HGT events of 16S RNA gene in other species and putative sources of the transfers based on a comprehensive consideration of similarity patterns, phylogeny, and secondary structure (based on NCSR) are listed in table 1 and supplementary table S1, Supplementary Material online.
Fixed Mutations in the 16S rRNA Gene Also Cause Intragenomic Heterogeneity
Phylogenetic analysis and genome arrangement comparison showed that the 16S rRNA gene intragenomic heterogeneity can be caused by HGT, but other events such as gene mutations may also result in such heterogeneity. The genome of Streptococcus suis JS14 (NC_017618) was found to have four 16S rRNA gene copies, one of which was highly dissimilar to the others with an identity less than 95.8% (supplementary fig. S2, Supplementary Material online). Phylogenetic analysis showed that the divergent copy was located in a long naked branch (supplementary fig. S6z, Supplementary Material online), indicating the lack of a close relative of the copy. The secondary structure analysis further indicated that the divergent 16S rRNA gene copy contained a high ratio of accumulation of substitutions in the stems that influenced the normal structures (supplementary fig. S7, Supplementary Material online), which would lead to malfunctions in the ribosome assemblage (with a relatively high NCSR of 16.0%). Putatively lethal mutations in other 16S rRNA genes have also been identified (shown in table 1 and supplementary table S1, Supplementary Material online) that appeared to have no phylogenetically close relatives. Most of them were located on a long naked branch in the phylogenetic tree (supplementary fig. S6, Supplementary Material online), forming a separate lineage from the closest relatives.
Discussion
In this study, we employed all of the currently available complete genomes to reveal the surprising HGT of heterogeneous 16S rRNA genes and their potential sources of transfer using methods of reciprocal BLAST of multicopy 16S rRNA genes, phylogenetic analysis and genome arrangement comparison. The pairwise similarities of multicopy 16S rRNA genes were visualized with MDS dot plots and the four similarity patterns could be clearly observed. Phylogenetic analysis showed the potential source of the foreign copies, and genome arrangement comparison confirmed the structures of the transferred regions.

- [Task prompt]:
According to the passage on 16S rRNA gene heterogeneity, how many 16S rRNA gene copies were found in the genome of Streptococcus suis JS14? These entries have no connection to the passage on 16S rRNA gene heterogeneity.

[Point localization data]
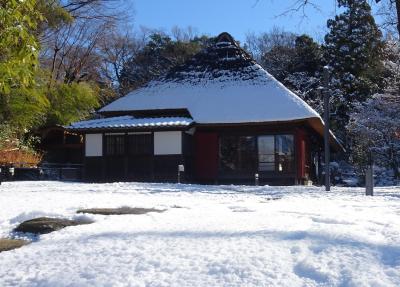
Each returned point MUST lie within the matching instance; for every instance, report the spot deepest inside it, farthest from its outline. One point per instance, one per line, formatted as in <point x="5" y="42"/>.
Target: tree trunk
<point x="398" y="15"/>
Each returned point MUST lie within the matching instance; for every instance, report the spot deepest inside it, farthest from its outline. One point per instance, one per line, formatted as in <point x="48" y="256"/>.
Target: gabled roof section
<point x="221" y="84"/>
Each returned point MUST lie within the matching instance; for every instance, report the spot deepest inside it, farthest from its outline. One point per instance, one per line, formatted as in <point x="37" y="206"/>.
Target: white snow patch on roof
<point x="130" y="121"/>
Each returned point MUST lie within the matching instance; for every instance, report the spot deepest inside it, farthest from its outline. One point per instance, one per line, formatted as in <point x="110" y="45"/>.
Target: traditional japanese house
<point x="220" y="115"/>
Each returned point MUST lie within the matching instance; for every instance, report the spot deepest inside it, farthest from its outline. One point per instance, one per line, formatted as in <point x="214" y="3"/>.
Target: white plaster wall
<point x="167" y="142"/>
<point x="93" y="145"/>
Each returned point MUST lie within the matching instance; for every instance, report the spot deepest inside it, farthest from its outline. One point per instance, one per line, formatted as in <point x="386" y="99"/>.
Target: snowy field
<point x="208" y="236"/>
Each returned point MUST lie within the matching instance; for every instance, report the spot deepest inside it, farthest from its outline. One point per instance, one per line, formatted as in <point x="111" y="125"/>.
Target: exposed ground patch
<point x="44" y="225"/>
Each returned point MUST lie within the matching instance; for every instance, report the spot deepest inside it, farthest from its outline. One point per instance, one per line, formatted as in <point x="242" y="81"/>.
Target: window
<point x="238" y="153"/>
<point x="284" y="148"/>
<point x="276" y="153"/>
<point x="114" y="144"/>
<point x="140" y="144"/>
<point x="266" y="153"/>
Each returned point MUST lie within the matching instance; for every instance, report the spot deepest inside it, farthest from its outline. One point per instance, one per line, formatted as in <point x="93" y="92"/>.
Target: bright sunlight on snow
<point x="208" y="236"/>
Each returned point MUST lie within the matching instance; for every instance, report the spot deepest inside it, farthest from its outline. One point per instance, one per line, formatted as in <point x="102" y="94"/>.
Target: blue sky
<point x="237" y="17"/>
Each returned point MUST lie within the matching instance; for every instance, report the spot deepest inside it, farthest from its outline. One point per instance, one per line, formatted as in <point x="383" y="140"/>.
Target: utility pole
<point x="369" y="176"/>
<point x="326" y="128"/>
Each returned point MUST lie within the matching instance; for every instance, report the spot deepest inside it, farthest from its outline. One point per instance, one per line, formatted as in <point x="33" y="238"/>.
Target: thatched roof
<point x="221" y="84"/>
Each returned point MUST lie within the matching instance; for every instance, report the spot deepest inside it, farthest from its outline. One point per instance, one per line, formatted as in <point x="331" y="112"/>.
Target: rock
<point x="44" y="225"/>
<point x="119" y="211"/>
<point x="10" y="244"/>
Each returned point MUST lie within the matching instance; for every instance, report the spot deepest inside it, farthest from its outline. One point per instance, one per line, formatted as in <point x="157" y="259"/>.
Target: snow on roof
<point x="221" y="84"/>
<point x="131" y="122"/>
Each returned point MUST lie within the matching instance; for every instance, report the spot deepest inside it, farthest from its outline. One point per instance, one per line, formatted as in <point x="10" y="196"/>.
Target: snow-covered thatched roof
<point x="221" y="84"/>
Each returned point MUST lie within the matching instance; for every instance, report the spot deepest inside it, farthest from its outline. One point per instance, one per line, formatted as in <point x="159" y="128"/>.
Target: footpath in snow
<point x="208" y="236"/>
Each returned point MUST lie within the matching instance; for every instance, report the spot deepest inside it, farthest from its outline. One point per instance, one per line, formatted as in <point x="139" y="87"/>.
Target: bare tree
<point x="390" y="9"/>
<point x="116" y="49"/>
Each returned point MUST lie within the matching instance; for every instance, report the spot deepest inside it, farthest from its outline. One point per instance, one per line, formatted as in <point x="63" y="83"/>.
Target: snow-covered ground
<point x="208" y="236"/>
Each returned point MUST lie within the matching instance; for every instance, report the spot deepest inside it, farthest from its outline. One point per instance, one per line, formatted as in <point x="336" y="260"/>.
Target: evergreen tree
<point x="354" y="51"/>
<point x="304" y="74"/>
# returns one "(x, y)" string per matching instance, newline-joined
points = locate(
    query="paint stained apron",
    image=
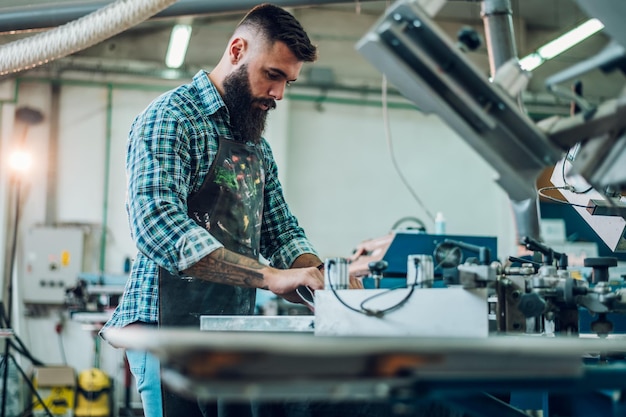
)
(229, 204)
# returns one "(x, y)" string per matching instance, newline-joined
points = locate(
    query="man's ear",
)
(237, 49)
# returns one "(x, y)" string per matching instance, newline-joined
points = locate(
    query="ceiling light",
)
(20, 161)
(561, 44)
(176, 50)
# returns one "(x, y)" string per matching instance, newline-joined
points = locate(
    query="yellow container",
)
(55, 386)
(93, 394)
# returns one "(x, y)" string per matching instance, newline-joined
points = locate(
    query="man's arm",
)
(227, 267)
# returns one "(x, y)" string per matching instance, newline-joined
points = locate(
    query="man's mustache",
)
(270, 103)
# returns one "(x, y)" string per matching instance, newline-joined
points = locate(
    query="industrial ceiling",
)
(335, 27)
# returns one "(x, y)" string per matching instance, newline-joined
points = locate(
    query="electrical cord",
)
(557, 200)
(362, 309)
(387, 126)
(368, 311)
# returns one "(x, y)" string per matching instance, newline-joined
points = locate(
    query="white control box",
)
(426, 312)
(53, 259)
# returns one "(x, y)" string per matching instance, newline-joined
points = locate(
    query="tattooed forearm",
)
(226, 267)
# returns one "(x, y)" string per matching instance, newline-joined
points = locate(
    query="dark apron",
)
(230, 205)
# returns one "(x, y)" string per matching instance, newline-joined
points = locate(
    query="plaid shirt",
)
(170, 149)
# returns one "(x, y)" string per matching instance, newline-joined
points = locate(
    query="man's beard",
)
(246, 117)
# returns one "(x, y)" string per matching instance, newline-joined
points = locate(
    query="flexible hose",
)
(79, 34)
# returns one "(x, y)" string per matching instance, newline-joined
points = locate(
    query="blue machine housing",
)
(405, 243)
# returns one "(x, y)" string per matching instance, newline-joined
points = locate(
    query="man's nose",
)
(277, 90)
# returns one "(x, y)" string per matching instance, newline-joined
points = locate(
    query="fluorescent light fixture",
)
(561, 44)
(176, 50)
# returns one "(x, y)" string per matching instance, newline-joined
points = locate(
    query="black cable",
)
(556, 200)
(367, 311)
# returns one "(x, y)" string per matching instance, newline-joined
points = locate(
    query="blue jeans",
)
(146, 369)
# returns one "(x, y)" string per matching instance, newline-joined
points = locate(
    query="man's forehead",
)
(279, 58)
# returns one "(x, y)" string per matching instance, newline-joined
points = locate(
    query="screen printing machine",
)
(440, 316)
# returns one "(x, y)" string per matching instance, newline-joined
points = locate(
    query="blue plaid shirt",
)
(170, 149)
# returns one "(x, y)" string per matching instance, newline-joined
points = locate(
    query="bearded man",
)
(204, 201)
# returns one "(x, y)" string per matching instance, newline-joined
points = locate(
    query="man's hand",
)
(283, 282)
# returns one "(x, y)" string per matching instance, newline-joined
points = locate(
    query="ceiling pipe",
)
(26, 18)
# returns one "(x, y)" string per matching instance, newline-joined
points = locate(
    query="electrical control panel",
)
(53, 259)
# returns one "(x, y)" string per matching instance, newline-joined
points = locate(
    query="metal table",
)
(292, 365)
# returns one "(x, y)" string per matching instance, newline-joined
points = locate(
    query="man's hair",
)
(276, 24)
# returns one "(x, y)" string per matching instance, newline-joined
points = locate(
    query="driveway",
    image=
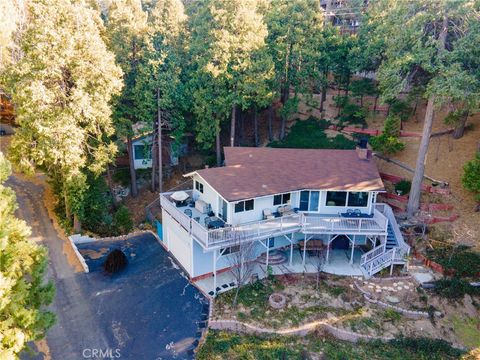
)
(149, 311)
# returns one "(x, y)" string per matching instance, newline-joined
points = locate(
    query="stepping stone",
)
(392, 299)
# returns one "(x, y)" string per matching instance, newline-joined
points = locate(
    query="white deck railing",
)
(264, 229)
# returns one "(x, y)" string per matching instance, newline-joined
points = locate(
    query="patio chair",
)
(287, 210)
(267, 214)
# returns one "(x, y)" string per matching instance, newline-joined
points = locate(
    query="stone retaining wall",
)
(237, 326)
(409, 313)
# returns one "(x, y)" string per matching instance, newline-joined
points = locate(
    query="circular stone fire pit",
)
(277, 301)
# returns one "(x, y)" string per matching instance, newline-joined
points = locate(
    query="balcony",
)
(264, 229)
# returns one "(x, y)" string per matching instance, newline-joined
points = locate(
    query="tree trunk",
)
(460, 128)
(415, 192)
(160, 160)
(110, 186)
(232, 125)
(131, 163)
(154, 163)
(77, 224)
(270, 116)
(218, 147)
(255, 126)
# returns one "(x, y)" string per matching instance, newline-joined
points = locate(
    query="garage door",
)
(179, 246)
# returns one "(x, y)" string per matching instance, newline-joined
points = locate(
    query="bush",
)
(353, 114)
(471, 176)
(403, 186)
(122, 220)
(116, 261)
(310, 134)
(455, 288)
(388, 142)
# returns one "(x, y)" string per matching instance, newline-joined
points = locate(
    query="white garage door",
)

- [Answer section]:
Four.